§ REQUIREMENT
Whenever a line in the listing contains "bark", copy that line.
------------------------
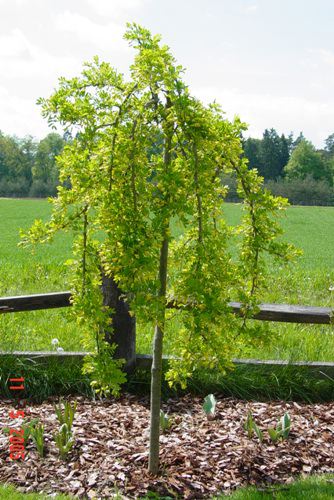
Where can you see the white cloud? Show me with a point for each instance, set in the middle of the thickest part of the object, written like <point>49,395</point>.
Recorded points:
<point>14,45</point>
<point>283,112</point>
<point>108,36</point>
<point>20,116</point>
<point>19,58</point>
<point>114,8</point>
<point>250,8</point>
<point>324,55</point>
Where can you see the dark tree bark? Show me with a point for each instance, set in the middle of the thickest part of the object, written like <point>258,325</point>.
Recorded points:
<point>123,325</point>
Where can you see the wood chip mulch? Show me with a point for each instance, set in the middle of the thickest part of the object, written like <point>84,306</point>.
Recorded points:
<point>199,457</point>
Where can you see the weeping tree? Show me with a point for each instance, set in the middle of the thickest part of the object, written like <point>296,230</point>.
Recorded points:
<point>146,156</point>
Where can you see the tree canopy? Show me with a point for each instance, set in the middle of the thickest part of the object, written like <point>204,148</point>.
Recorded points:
<point>146,154</point>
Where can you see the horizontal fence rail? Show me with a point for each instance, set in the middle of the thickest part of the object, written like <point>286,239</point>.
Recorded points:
<point>284,313</point>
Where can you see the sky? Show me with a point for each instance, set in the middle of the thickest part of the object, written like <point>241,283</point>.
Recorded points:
<point>271,62</point>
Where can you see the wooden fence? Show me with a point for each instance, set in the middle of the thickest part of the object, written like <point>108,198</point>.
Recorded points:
<point>268,312</point>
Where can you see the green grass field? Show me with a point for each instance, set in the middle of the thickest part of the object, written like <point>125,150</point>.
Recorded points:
<point>307,282</point>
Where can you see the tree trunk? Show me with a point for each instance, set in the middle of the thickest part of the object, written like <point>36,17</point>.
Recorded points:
<point>123,325</point>
<point>156,371</point>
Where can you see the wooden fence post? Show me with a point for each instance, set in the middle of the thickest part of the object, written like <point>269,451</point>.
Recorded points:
<point>124,325</point>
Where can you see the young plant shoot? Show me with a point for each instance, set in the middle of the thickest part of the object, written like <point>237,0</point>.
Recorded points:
<point>143,153</point>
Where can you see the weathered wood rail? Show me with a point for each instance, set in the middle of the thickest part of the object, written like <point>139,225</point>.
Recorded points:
<point>268,312</point>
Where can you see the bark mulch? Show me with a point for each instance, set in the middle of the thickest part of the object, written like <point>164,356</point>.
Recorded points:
<point>199,457</point>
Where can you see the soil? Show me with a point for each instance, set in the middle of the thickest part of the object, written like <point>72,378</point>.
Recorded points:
<point>199,457</point>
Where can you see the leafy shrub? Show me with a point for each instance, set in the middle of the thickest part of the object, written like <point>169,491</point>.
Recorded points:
<point>306,191</point>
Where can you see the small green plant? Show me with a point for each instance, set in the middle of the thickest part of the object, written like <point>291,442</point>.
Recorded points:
<point>37,434</point>
<point>282,429</point>
<point>251,427</point>
<point>27,426</point>
<point>209,406</point>
<point>66,415</point>
<point>165,422</point>
<point>64,440</point>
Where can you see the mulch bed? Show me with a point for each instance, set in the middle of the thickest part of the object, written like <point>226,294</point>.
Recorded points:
<point>199,457</point>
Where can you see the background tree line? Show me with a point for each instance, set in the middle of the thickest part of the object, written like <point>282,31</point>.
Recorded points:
<point>291,167</point>
<point>28,167</point>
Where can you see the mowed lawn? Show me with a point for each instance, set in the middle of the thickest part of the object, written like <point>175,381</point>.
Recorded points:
<point>309,281</point>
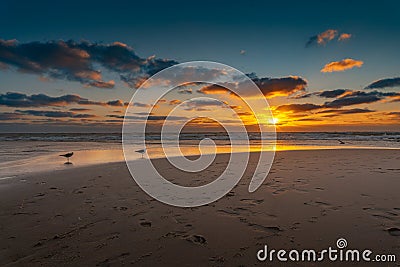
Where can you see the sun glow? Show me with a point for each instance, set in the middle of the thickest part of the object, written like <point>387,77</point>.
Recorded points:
<point>274,121</point>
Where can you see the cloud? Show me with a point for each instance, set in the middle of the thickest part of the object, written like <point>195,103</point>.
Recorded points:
<point>116,103</point>
<point>383,83</point>
<point>79,109</point>
<point>348,98</point>
<point>322,38</point>
<point>141,105</point>
<point>175,102</point>
<point>185,91</point>
<point>344,36</point>
<point>359,97</point>
<point>270,87</point>
<point>298,107</point>
<point>342,65</point>
<point>203,104</point>
<point>346,111</point>
<point>78,61</point>
<point>6,116</point>
<point>13,99</point>
<point>325,94</point>
<point>101,84</point>
<point>55,114</point>
<point>150,117</point>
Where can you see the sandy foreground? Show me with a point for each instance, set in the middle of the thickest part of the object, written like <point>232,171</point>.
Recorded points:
<point>98,216</point>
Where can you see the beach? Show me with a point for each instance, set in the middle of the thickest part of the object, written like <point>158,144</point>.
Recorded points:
<point>98,216</point>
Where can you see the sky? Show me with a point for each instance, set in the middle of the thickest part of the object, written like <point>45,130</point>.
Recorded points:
<point>74,66</point>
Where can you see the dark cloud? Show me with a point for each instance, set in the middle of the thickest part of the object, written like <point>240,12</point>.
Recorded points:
<point>150,117</point>
<point>79,109</point>
<point>342,65</point>
<point>76,61</point>
<point>383,83</point>
<point>359,97</point>
<point>325,94</point>
<point>185,91</point>
<point>298,107</point>
<point>6,116</point>
<point>347,111</point>
<point>13,99</point>
<point>55,114</point>
<point>203,104</point>
<point>270,87</point>
<point>322,38</point>
<point>116,103</point>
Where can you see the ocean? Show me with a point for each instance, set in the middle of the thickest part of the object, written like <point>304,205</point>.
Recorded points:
<point>22,153</point>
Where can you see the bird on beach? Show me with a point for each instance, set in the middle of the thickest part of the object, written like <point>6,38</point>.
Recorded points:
<point>141,151</point>
<point>68,155</point>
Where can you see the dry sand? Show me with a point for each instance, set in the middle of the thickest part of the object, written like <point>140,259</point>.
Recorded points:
<point>98,216</point>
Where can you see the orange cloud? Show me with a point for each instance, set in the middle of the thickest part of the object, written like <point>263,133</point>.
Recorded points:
<point>342,65</point>
<point>344,36</point>
<point>175,102</point>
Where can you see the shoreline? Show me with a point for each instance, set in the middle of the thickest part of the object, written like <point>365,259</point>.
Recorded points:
<point>59,166</point>
<point>97,215</point>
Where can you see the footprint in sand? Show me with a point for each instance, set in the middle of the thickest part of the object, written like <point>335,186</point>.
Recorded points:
<point>274,230</point>
<point>145,224</point>
<point>197,239</point>
<point>394,231</point>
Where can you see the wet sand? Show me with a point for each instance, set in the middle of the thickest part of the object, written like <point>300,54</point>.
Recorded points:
<point>98,216</point>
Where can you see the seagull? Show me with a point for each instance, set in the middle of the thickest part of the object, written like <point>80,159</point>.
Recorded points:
<point>68,155</point>
<point>141,151</point>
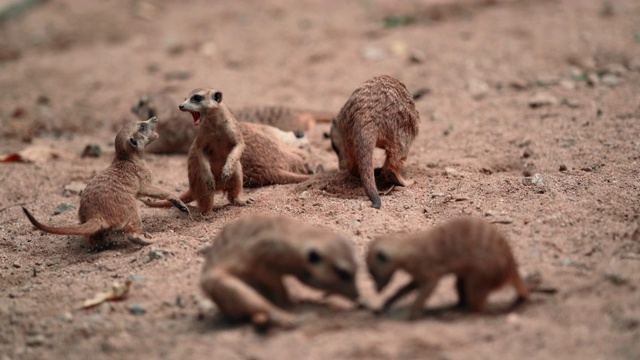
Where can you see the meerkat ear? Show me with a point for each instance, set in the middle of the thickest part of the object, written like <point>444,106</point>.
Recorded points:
<point>134,142</point>
<point>314,257</point>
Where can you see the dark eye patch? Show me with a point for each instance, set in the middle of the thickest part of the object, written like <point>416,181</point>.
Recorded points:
<point>343,274</point>
<point>314,257</point>
<point>382,257</point>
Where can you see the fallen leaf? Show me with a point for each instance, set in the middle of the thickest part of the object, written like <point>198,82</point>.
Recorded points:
<point>117,292</point>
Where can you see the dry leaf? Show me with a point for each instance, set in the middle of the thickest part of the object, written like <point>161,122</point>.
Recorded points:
<point>117,292</point>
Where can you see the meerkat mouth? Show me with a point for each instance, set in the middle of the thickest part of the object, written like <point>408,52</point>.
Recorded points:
<point>196,118</point>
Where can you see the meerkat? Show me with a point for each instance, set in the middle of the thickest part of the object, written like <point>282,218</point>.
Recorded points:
<point>470,248</point>
<point>380,113</point>
<point>178,134</point>
<point>109,201</point>
<point>244,268</point>
<point>220,160</point>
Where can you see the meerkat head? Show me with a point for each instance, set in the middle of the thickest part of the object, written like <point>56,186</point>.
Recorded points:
<point>329,265</point>
<point>199,101</point>
<point>135,136</point>
<point>144,108</point>
<point>336,143</point>
<point>382,261</point>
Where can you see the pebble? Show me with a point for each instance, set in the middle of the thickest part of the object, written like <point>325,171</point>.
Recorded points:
<point>75,187</point>
<point>542,99</point>
<point>137,309</point>
<point>373,53</point>
<point>610,80</point>
<point>62,208</point>
<point>477,88</point>
<point>535,180</point>
<point>35,340</point>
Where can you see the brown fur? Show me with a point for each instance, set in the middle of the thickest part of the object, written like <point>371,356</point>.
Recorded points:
<point>380,113</point>
<point>109,202</point>
<point>178,133</point>
<point>214,158</point>
<point>269,160</point>
<point>244,268</point>
<point>470,248</point>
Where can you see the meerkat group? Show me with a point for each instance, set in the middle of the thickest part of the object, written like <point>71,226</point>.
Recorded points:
<point>245,265</point>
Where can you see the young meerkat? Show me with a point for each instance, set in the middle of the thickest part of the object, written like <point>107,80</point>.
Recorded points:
<point>219,160</point>
<point>470,248</point>
<point>178,134</point>
<point>244,268</point>
<point>109,201</point>
<point>380,113</point>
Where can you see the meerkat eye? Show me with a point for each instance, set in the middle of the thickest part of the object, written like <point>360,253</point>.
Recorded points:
<point>343,274</point>
<point>382,257</point>
<point>313,257</point>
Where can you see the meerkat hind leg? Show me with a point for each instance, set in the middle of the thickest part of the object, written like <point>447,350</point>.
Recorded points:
<point>238,299</point>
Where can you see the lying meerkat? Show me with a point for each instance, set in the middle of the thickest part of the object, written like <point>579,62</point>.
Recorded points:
<point>244,267</point>
<point>109,201</point>
<point>178,134</point>
<point>470,248</point>
<point>380,113</point>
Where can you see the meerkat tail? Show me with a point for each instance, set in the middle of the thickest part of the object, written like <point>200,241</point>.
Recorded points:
<point>90,227</point>
<point>186,198</point>
<point>320,116</point>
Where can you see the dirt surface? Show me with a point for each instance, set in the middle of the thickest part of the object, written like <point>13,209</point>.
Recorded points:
<point>510,90</point>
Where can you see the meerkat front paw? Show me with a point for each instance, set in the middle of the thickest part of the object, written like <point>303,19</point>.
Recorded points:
<point>180,205</point>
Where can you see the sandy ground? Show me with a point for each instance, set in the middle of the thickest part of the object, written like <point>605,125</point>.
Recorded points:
<point>511,90</point>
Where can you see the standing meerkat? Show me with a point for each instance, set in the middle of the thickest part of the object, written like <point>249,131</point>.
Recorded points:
<point>244,268</point>
<point>380,113</point>
<point>109,201</point>
<point>470,248</point>
<point>178,134</point>
<point>219,160</point>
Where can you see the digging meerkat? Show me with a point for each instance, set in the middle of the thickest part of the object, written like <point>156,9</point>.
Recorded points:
<point>109,201</point>
<point>178,134</point>
<point>470,248</point>
<point>244,268</point>
<point>380,113</point>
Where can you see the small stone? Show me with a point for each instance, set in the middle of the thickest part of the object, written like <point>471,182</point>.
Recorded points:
<point>373,53</point>
<point>616,279</point>
<point>63,208</point>
<point>137,309</point>
<point>36,340</point>
<point>417,57</point>
<point>610,80</point>
<point>542,99</point>
<point>66,317</point>
<point>158,254</point>
<point>74,187</point>
<point>535,180</point>
<point>513,318</point>
<point>477,88</point>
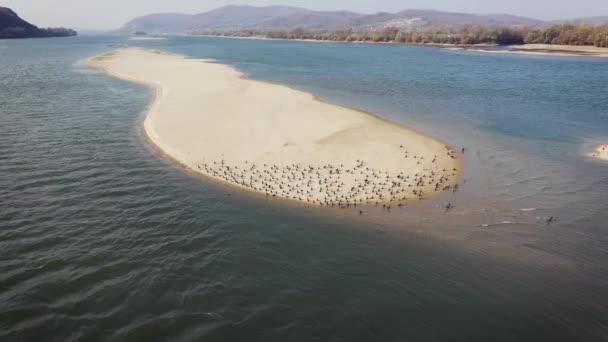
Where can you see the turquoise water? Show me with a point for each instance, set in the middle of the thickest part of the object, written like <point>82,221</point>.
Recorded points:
<point>102,238</point>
------------------------
§ OUTPUT FOR THIS TASK
Where can you see the dark tree bark? Show me with a point for each instance, set in the middle of the thickest part of the object, written like <point>258,325</point>.
Where can you see the bark mulch? Show me with a point for each instance, set in the middle of the thickest part of the object, written like <point>164,356</point>.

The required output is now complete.